**TASK BRIEF**: Every record below is to be retyped exactly, with any pictures left out.

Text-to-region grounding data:
• • • • •

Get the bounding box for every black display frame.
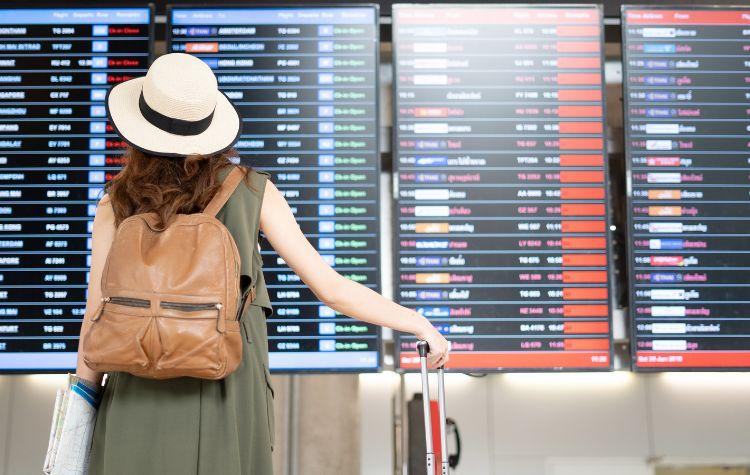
[622,4,750,373]
[391,3,615,373]
[166,3,384,374]
[0,3,156,374]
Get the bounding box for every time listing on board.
[393,5,612,371]
[0,7,152,371]
[623,7,750,370]
[169,7,381,372]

• • • • •

**WRITTEN RESPONSE**:
Get the bounding box for every black display frame.
[622,4,750,373]
[391,3,615,373]
[166,3,384,374]
[0,3,156,374]
Get the bounding box for every time listing on board.
[393,5,612,371]
[0,7,152,371]
[623,7,750,370]
[169,7,381,372]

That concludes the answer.